**Exercise inputs**

····················

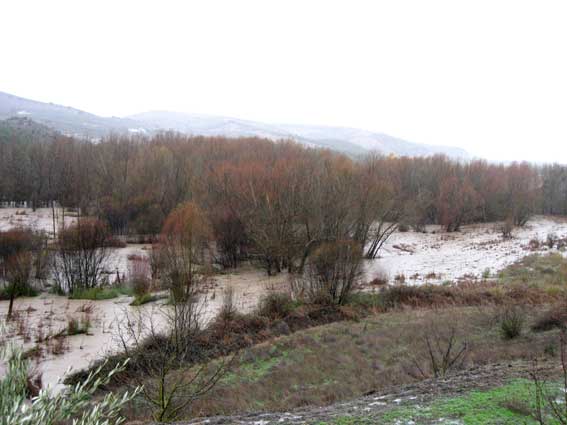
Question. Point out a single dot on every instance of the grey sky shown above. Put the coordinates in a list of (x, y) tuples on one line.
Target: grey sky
[(488, 76)]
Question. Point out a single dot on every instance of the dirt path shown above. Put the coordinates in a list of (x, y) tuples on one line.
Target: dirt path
[(373, 406)]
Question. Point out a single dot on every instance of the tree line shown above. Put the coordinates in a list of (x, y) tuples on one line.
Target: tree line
[(271, 201)]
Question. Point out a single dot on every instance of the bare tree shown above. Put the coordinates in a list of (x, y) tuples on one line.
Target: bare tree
[(81, 255), (166, 359), (331, 274), (550, 400)]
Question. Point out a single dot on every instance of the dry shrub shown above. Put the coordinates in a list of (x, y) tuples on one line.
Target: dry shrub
[(512, 322), (139, 272), (466, 293), (333, 271), (444, 351), (506, 229), (275, 306), (534, 244), (381, 278), (555, 318), (182, 251), (81, 255)]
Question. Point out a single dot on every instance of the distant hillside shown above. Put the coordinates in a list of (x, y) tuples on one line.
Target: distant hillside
[(64, 119), (25, 129), (71, 121), (349, 140)]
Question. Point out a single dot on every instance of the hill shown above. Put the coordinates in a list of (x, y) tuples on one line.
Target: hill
[(74, 122)]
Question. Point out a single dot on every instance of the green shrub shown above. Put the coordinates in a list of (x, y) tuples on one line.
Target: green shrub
[(144, 299), (512, 323), (97, 294), (48, 408)]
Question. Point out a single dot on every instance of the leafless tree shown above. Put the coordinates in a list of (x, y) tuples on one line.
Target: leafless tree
[(166, 358)]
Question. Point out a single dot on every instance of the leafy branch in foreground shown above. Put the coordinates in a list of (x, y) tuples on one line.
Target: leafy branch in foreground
[(50, 408)]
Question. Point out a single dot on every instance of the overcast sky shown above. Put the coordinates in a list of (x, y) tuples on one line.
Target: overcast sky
[(488, 76)]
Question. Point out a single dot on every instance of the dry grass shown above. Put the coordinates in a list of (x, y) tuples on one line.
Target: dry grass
[(289, 359), (343, 360)]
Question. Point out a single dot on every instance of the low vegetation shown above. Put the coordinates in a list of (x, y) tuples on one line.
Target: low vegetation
[(22, 402)]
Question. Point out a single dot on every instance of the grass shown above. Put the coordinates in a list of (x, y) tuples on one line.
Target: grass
[(326, 364), (506, 405), (319, 364), (78, 327), (97, 294)]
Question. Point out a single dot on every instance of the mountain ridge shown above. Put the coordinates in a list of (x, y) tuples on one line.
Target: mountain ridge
[(75, 122)]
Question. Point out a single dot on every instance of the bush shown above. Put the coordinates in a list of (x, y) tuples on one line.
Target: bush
[(143, 299), (97, 294), (332, 272), (50, 408), (139, 275), (81, 255), (512, 322), (556, 318), (275, 306), (78, 327)]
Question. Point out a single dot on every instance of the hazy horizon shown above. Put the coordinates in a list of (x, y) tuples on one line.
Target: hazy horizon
[(487, 77)]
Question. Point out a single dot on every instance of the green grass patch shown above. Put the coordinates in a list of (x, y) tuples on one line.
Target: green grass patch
[(507, 405), (97, 294)]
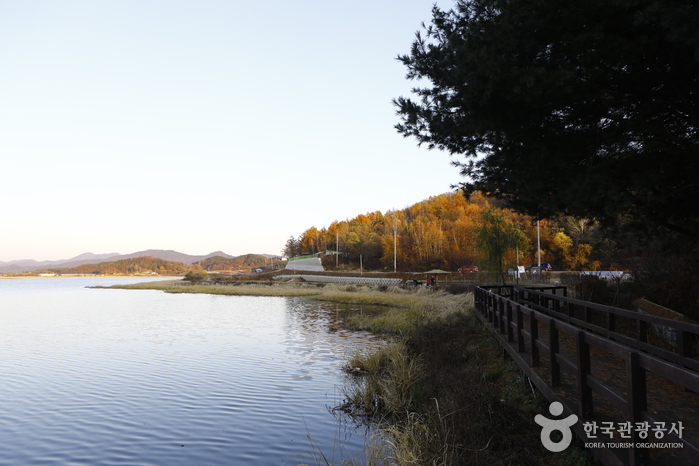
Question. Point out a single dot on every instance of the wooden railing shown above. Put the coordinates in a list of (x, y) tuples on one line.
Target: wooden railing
[(553, 337)]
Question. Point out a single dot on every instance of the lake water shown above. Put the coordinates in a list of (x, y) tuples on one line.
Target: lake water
[(97, 376)]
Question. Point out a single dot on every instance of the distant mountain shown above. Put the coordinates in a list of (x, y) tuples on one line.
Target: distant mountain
[(221, 264), (29, 265), (135, 265), (174, 256)]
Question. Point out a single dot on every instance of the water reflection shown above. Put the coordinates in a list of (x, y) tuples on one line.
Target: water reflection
[(144, 377)]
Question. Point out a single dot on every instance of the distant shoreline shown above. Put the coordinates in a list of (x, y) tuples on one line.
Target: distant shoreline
[(18, 276)]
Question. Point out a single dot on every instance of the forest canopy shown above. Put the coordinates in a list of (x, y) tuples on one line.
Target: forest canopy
[(587, 108)]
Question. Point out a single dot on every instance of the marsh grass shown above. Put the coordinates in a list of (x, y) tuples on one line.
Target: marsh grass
[(454, 400), (440, 392)]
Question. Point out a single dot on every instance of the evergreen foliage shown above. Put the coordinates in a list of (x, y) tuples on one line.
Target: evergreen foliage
[(587, 108)]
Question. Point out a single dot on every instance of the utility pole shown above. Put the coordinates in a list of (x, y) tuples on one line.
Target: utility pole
[(538, 247), (395, 242)]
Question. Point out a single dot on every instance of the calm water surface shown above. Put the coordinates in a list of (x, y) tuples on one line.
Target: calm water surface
[(92, 376)]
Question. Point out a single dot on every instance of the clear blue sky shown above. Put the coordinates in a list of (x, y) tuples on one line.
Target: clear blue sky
[(202, 125)]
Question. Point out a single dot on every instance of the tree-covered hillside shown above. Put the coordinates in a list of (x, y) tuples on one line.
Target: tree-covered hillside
[(447, 232)]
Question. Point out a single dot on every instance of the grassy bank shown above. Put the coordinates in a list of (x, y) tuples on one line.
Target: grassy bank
[(440, 392), (444, 395)]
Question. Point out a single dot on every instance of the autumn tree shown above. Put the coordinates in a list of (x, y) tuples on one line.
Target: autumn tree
[(497, 236)]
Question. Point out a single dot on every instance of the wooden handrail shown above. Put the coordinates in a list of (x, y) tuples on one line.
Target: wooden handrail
[(506, 316)]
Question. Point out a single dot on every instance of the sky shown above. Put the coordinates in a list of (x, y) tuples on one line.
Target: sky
[(202, 125)]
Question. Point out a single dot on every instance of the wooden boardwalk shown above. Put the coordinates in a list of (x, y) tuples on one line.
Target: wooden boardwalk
[(632, 379)]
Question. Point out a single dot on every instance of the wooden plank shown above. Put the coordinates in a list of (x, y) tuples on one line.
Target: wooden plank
[(584, 391)]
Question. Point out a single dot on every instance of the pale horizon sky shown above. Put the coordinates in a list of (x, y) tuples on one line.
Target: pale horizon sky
[(202, 126)]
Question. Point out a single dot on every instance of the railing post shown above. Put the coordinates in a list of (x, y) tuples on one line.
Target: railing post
[(553, 351), (636, 403), (642, 331), (510, 333), (583, 356), (534, 335), (501, 314), (520, 325), (611, 321)]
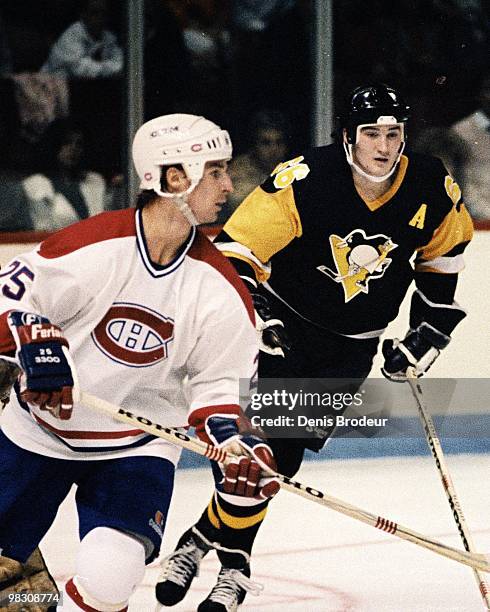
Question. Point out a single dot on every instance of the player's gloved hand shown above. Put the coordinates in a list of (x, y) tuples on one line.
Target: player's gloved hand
[(47, 380), (418, 351), (273, 338), (250, 474)]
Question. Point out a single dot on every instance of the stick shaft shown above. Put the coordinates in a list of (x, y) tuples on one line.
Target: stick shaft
[(447, 483), (195, 445)]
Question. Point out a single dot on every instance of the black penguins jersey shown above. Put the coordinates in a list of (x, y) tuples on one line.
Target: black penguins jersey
[(338, 259)]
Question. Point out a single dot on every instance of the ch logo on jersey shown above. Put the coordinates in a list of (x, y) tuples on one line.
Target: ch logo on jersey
[(358, 259), (134, 335)]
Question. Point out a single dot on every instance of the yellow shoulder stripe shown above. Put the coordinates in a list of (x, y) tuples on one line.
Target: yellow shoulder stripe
[(265, 222), (261, 275), (457, 227)]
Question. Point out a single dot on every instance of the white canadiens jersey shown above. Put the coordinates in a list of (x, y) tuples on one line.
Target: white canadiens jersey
[(160, 341)]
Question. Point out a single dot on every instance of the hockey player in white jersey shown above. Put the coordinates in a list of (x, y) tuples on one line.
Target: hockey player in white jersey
[(138, 307)]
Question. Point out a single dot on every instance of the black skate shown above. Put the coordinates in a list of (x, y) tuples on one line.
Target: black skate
[(230, 590), (181, 567)]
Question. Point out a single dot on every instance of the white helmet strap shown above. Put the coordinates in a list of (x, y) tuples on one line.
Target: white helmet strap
[(375, 179), (180, 201)]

····················

**Exercise**
An exact copy of the lines above, from the one containing "Target: hill" down to the one containing "of the bush" and including both, is the whole answer; retype it and nothing else.

**Response below**
Target: hill
[(74, 122)]
Question. Point out a single dot on every instance of the green shrub shown above. Put the coordinates in a list of (x, y) tuples on one line.
Target: green shrub
[(144, 299), (512, 323), (97, 294), (48, 408)]
Question. Point out a single dot on every instance of the leafless tree shown above. Put the coordinates in a list of (x, y) tuples on one line.
Target: leafless tree
[(166, 358)]
Question. Point out a single dot on every instance of the leafy branch in foreground shown above. Put the coordinates in a list of (x, y) tuples on one line.
Target: leafy branch in foreground
[(50, 408)]
Question. Point out a single dot on every instance of the overcast sky shown above. Put the coordinates in a list of (x, y) tuples on one line.
Target: overcast sky
[(488, 76)]
Question. Point out a single dot on every instance of the dry grass shown above. Put the coordinates in a list of (x, y) tuples on one line.
Target: dry grass
[(289, 359), (343, 360)]
Question. Point out a single dot on every instance of the low vegetation shown above. Put the coordinates in a list of (x, y) tuples on one line.
Target: low vegetation
[(22, 402)]
Question. Point out a single dot on every instance of the grass shown above. Put the coordinates in a list of (x, y) tuples on one line.
Target: grass
[(326, 364), (506, 405), (319, 364), (78, 327), (97, 294)]
Question. Point out a single dot on every instance of the mountain ridge shown above. Put the coordinates in a list of (x, y) tuples on one line.
Target: mountain ridge
[(75, 122)]
Question. Point out a single dot on every instance of the bush shown above. Put the coordinates in a list of (x, y) tuples on one line.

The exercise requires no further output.